Work to complete ▸ Extract exactly and only the lines from the one containing "[[260, 71], [168, 241], [187, 153], [66, 214]]" through the end of the entries below. Pictures should not appear in the copy.

Saved entries

►

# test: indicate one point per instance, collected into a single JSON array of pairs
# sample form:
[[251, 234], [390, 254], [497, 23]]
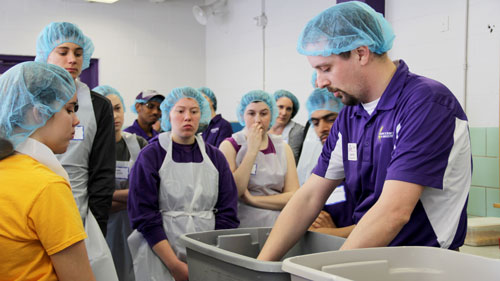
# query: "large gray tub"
[[224, 255]]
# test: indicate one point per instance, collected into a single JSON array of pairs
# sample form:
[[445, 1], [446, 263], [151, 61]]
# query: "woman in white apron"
[[41, 232], [178, 185], [128, 147], [262, 164], [64, 44]]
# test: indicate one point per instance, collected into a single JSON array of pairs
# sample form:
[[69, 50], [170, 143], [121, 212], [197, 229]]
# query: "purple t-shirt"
[[341, 212], [136, 129], [418, 133], [218, 130], [144, 182]]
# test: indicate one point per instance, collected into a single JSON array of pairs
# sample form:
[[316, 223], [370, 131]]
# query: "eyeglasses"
[[328, 118], [152, 106]]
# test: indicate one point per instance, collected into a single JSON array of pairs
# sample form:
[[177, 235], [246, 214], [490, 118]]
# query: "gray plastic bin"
[[391, 264], [222, 255]]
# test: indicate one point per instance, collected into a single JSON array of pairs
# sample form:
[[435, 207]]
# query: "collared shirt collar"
[[392, 91]]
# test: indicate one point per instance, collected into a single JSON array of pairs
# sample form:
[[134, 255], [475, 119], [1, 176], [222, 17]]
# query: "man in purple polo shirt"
[[147, 107], [401, 143]]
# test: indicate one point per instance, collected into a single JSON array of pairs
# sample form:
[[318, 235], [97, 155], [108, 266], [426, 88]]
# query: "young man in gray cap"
[[147, 107]]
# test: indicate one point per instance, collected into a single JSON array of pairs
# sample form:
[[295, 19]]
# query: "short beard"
[[346, 98]]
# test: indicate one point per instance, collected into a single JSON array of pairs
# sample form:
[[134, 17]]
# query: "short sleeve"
[[55, 218], [330, 163]]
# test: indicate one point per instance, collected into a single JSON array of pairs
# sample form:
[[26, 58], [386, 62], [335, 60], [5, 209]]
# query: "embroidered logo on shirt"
[[384, 135]]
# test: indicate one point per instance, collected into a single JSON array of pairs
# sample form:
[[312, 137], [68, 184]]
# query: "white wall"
[[430, 37], [160, 46], [139, 44], [234, 51]]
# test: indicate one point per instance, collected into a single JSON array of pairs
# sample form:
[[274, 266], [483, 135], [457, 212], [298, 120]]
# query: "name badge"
[[121, 173], [352, 152], [337, 196], [254, 170], [79, 133]]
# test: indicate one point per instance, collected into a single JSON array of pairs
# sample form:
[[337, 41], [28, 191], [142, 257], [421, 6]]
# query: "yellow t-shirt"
[[38, 218]]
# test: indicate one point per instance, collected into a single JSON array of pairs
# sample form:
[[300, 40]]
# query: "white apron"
[[267, 178], [311, 150], [75, 161], [118, 224], [187, 197]]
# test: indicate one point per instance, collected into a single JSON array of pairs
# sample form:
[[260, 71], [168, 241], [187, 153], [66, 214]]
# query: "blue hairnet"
[[322, 99], [180, 93], [207, 92], [345, 27], [145, 93], [257, 95], [314, 79], [44, 87], [284, 93], [57, 33], [106, 90]]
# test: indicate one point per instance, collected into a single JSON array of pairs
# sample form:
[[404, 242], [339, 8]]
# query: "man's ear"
[[36, 115], [363, 54], [138, 107]]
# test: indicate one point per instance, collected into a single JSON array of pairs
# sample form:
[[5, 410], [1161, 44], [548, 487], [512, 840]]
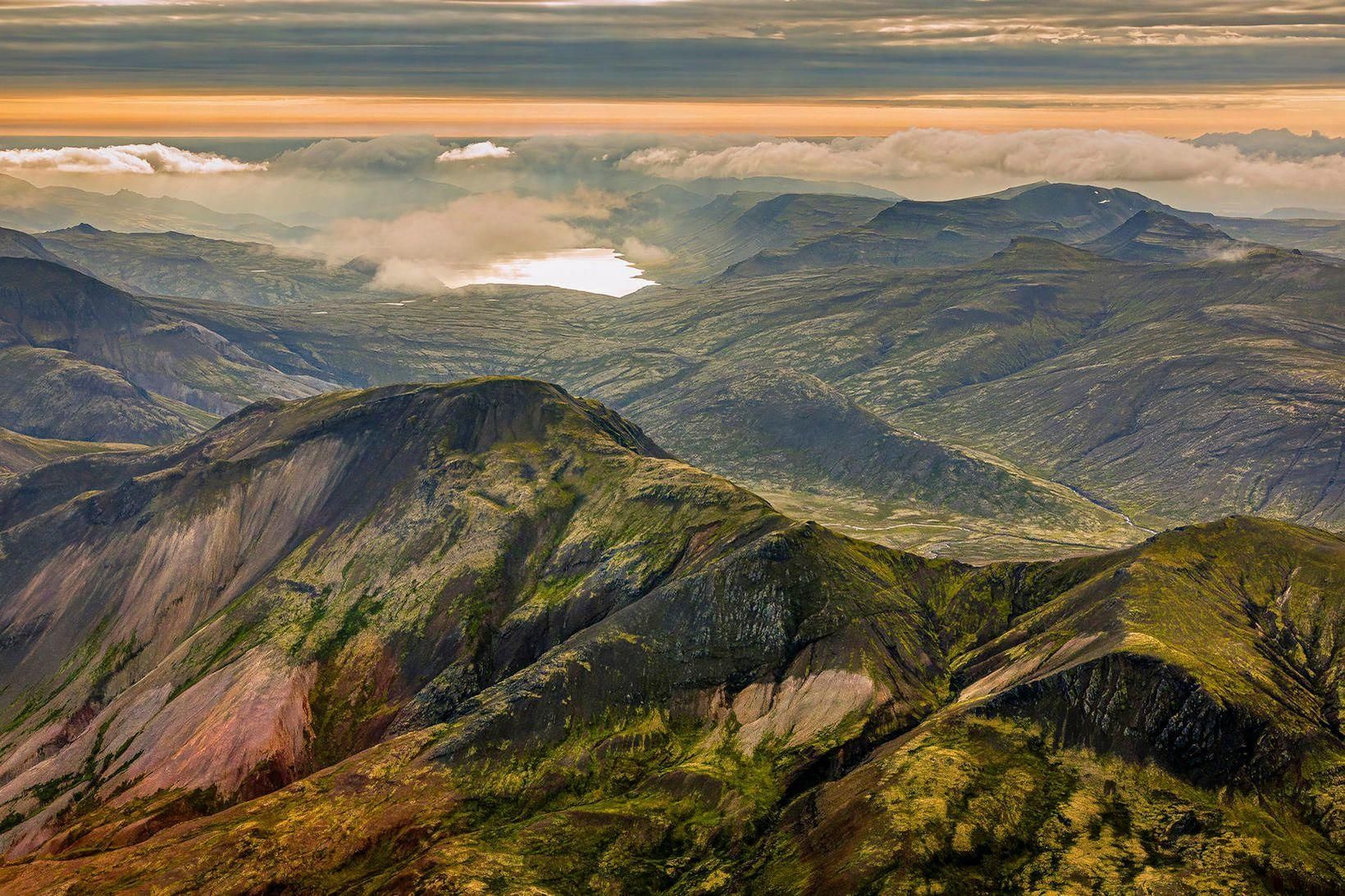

◄

Output of the task ▸
[[260, 71], [168, 241], [187, 153], [66, 214]]
# query: "blue hairnet"
[[322, 99], [180, 93], [207, 92], [345, 27], [145, 93], [257, 95], [314, 79], [44, 87], [284, 93], [57, 33], [106, 90]]
# test: indicate one point per instance, collected into a single JSON array of pairs
# sample form:
[[404, 242], [339, 8]]
# query: "man's ear"
[[36, 115], [363, 54], [138, 107]]
# test: indicate one point per instance, collected into a single JSON array of pairs
# sample form:
[[5, 410], [1161, 44], [548, 487], [512, 840]]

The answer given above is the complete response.